How many separate lines in this material contain the string "below"? Respond with the number alone.

**DATA SUPPLIED:**
******

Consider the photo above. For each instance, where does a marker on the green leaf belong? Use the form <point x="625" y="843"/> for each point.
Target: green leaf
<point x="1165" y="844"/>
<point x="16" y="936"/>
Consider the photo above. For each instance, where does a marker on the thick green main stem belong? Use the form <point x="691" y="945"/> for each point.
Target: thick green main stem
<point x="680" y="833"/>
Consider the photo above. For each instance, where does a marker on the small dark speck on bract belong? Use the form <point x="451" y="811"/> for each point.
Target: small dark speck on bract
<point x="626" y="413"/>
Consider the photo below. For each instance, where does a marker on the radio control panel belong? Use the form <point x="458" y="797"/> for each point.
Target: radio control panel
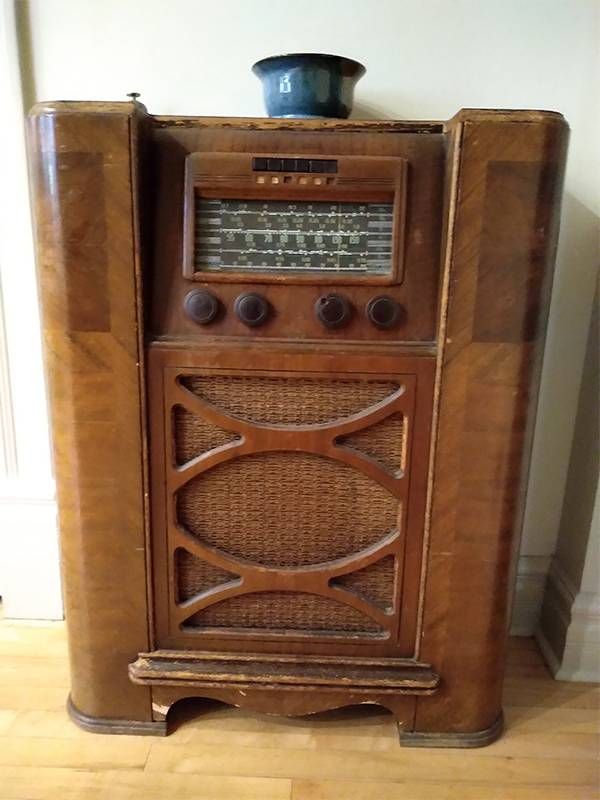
<point x="303" y="240"/>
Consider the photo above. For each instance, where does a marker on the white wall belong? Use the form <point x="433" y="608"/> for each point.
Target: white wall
<point x="29" y="572"/>
<point x="424" y="59"/>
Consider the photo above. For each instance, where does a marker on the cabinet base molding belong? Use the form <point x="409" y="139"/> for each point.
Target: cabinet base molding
<point x="128" y="727"/>
<point x="309" y="673"/>
<point x="289" y="701"/>
<point x="475" y="739"/>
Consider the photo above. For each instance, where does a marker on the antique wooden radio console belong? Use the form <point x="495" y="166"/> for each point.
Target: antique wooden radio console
<point x="292" y="366"/>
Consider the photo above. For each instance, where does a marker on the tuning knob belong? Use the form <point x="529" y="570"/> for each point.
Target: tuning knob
<point x="333" y="310"/>
<point x="252" y="309"/>
<point x="384" y="312"/>
<point x="201" y="306"/>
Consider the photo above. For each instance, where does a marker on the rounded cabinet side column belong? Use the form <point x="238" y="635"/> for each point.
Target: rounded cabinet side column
<point x="81" y="165"/>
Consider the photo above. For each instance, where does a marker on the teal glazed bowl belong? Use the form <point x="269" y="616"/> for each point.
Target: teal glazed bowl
<point x="304" y="85"/>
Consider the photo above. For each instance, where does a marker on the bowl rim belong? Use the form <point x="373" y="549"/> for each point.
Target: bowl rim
<point x="357" y="68"/>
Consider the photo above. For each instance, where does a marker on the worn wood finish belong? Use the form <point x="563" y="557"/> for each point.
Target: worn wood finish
<point x="482" y="199"/>
<point x="500" y="254"/>
<point x="83" y="177"/>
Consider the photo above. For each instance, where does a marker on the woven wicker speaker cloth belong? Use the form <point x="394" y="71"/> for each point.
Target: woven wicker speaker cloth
<point x="287" y="509"/>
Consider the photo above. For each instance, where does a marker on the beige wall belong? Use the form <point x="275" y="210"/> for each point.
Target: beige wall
<point x="424" y="59"/>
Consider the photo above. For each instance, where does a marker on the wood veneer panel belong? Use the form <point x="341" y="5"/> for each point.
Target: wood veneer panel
<point x="501" y="243"/>
<point x="82" y="171"/>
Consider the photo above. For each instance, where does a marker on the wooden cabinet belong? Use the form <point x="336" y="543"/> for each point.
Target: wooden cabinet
<point x="293" y="367"/>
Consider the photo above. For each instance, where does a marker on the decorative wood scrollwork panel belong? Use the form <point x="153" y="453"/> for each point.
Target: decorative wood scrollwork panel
<point x="286" y="501"/>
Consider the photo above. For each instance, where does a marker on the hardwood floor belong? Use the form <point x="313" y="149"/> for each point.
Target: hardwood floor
<point x="549" y="751"/>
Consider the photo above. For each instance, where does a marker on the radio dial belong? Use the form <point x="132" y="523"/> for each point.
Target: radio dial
<point x="201" y="306"/>
<point x="252" y="309"/>
<point x="384" y="312"/>
<point x="333" y="310"/>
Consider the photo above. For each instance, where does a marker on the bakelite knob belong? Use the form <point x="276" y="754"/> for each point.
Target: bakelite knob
<point x="333" y="310"/>
<point x="252" y="309"/>
<point x="201" y="306"/>
<point x="384" y="312"/>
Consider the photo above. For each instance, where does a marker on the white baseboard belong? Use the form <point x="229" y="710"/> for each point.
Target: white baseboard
<point x="532" y="573"/>
<point x="29" y="560"/>
<point x="569" y="629"/>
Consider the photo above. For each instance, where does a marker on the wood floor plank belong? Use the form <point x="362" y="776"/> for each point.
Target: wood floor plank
<point x="17" y="698"/>
<point x="114" y="752"/>
<point x="378" y="790"/>
<point x="7" y="719"/>
<point x="67" y="784"/>
<point x="400" y="765"/>
<point x="555" y="720"/>
<point x="549" y="751"/>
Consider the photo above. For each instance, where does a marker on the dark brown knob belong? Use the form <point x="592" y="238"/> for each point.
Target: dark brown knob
<point x="333" y="310"/>
<point x="252" y="309"/>
<point x="201" y="306"/>
<point x="384" y="312"/>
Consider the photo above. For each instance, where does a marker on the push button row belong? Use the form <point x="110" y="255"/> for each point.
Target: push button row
<point x="332" y="310"/>
<point x="294" y="165"/>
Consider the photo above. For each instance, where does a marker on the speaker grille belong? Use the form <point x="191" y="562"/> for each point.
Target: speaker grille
<point x="284" y="612"/>
<point x="289" y="401"/>
<point x="374" y="583"/>
<point x="194" y="576"/>
<point x="286" y="509"/>
<point x="193" y="435"/>
<point x="384" y="442"/>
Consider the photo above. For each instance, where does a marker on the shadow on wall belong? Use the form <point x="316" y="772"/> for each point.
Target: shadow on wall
<point x="567" y="402"/>
<point x="26" y="59"/>
<point x="582" y="479"/>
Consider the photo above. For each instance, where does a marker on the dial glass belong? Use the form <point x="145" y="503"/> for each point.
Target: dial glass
<point x="280" y="236"/>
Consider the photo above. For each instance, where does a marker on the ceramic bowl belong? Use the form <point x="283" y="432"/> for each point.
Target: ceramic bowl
<point x="308" y="84"/>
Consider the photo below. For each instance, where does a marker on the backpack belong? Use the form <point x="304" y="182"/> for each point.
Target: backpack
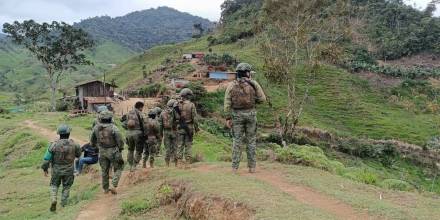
<point x="243" y="95"/>
<point x="167" y="119"/>
<point x="105" y="135"/>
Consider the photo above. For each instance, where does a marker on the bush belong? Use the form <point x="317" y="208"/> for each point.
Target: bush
<point x="307" y="156"/>
<point x="394" y="184"/>
<point x="152" y="90"/>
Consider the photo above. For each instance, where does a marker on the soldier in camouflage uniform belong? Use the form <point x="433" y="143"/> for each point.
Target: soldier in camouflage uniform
<point x="168" y="130"/>
<point x="187" y="126"/>
<point x="153" y="141"/>
<point x="108" y="139"/>
<point x="241" y="98"/>
<point x="134" y="123"/>
<point x="61" y="155"/>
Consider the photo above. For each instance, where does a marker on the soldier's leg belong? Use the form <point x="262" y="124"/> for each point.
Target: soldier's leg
<point x="140" y="143"/>
<point x="118" y="167"/>
<point x="67" y="184"/>
<point x="55" y="182"/>
<point x="238" y="141"/>
<point x="131" y="147"/>
<point x="251" y="136"/>
<point x="168" y="148"/>
<point x="105" y="169"/>
<point x="181" y="136"/>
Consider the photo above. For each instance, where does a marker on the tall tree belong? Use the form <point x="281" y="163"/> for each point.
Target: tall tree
<point x="298" y="37"/>
<point x="58" y="46"/>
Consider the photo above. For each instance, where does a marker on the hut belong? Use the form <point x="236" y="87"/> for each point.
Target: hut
<point x="222" y="75"/>
<point x="94" y="93"/>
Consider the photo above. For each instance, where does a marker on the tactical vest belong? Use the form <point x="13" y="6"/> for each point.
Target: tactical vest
<point x="168" y="119"/>
<point x="186" y="111"/>
<point x="105" y="135"/>
<point x="63" y="152"/>
<point x="151" y="127"/>
<point x="133" y="120"/>
<point x="243" y="95"/>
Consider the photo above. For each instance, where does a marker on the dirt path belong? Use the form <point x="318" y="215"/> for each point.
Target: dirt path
<point x="51" y="135"/>
<point x="302" y="194"/>
<point x="104" y="206"/>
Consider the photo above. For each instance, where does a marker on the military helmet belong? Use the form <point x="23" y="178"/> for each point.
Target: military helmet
<point x="157" y="110"/>
<point x="106" y="115"/>
<point x="102" y="108"/>
<point x="171" y="103"/>
<point x="63" y="129"/>
<point x="245" y="67"/>
<point x="186" y="92"/>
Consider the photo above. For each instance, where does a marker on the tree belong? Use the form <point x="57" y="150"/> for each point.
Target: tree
<point x="58" y="46"/>
<point x="298" y="37"/>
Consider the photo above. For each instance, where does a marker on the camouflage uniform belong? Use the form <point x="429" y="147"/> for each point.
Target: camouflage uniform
<point x="240" y="101"/>
<point x="153" y="141"/>
<point x="188" y="115"/>
<point x="168" y="130"/>
<point x="61" y="155"/>
<point x="135" y="137"/>
<point x="108" y="139"/>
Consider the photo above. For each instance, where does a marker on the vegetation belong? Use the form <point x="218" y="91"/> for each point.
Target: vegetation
<point x="58" y="46"/>
<point x="144" y="29"/>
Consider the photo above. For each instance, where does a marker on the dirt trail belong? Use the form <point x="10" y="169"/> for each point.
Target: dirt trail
<point x="302" y="194"/>
<point x="51" y="135"/>
<point x="104" y="206"/>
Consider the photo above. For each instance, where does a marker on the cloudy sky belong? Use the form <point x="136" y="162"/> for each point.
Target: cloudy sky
<point x="75" y="10"/>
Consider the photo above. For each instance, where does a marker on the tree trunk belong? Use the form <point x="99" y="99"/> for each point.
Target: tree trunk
<point x="53" y="89"/>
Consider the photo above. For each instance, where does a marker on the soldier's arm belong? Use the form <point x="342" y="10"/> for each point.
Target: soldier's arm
<point x="228" y="101"/>
<point x="261" y="97"/>
<point x="93" y="138"/>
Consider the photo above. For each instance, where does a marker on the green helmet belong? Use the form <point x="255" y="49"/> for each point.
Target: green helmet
<point x="172" y="103"/>
<point x="157" y="110"/>
<point x="102" y="108"/>
<point x="106" y="115"/>
<point x="63" y="129"/>
<point x="245" y="67"/>
<point x="186" y="92"/>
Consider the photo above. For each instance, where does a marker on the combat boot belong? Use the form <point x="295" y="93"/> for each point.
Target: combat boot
<point x="53" y="206"/>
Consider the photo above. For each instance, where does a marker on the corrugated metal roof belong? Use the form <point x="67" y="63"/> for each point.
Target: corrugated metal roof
<point x="98" y="100"/>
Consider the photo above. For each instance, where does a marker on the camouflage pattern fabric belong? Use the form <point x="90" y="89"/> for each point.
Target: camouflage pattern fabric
<point x="110" y="157"/>
<point x="244" y="129"/>
<point x="63" y="153"/>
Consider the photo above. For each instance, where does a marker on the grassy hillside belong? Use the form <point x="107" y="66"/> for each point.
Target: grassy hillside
<point x="340" y="102"/>
<point x="23" y="75"/>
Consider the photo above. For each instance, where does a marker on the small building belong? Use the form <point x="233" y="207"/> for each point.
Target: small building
<point x="222" y="75"/>
<point x="94" y="93"/>
<point x="179" y="82"/>
<point x="187" y="56"/>
<point x="198" y="55"/>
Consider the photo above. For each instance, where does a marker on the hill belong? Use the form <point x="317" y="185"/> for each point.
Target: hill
<point x="144" y="29"/>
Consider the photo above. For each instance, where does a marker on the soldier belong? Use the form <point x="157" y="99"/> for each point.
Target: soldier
<point x="241" y="98"/>
<point x="134" y="123"/>
<point x="168" y="130"/>
<point x="61" y="155"/>
<point x="187" y="126"/>
<point x="108" y="139"/>
<point x="153" y="138"/>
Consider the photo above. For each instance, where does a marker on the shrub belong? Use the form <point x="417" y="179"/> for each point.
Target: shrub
<point x="362" y="175"/>
<point x="307" y="156"/>
<point x="394" y="184"/>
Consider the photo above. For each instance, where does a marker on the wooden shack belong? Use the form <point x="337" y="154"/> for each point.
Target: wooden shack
<point x="94" y="93"/>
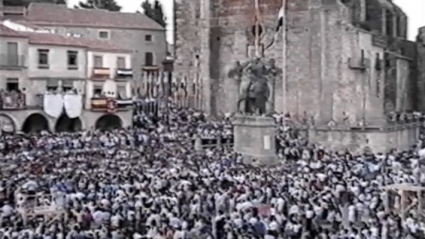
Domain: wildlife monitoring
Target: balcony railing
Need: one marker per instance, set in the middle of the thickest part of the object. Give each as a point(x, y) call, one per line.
point(12, 101)
point(110, 104)
point(122, 73)
point(102, 73)
point(12, 61)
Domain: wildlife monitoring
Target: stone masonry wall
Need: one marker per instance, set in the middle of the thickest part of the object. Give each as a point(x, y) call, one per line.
point(421, 68)
point(321, 44)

******

**COMPLETED EXERCISE:**
2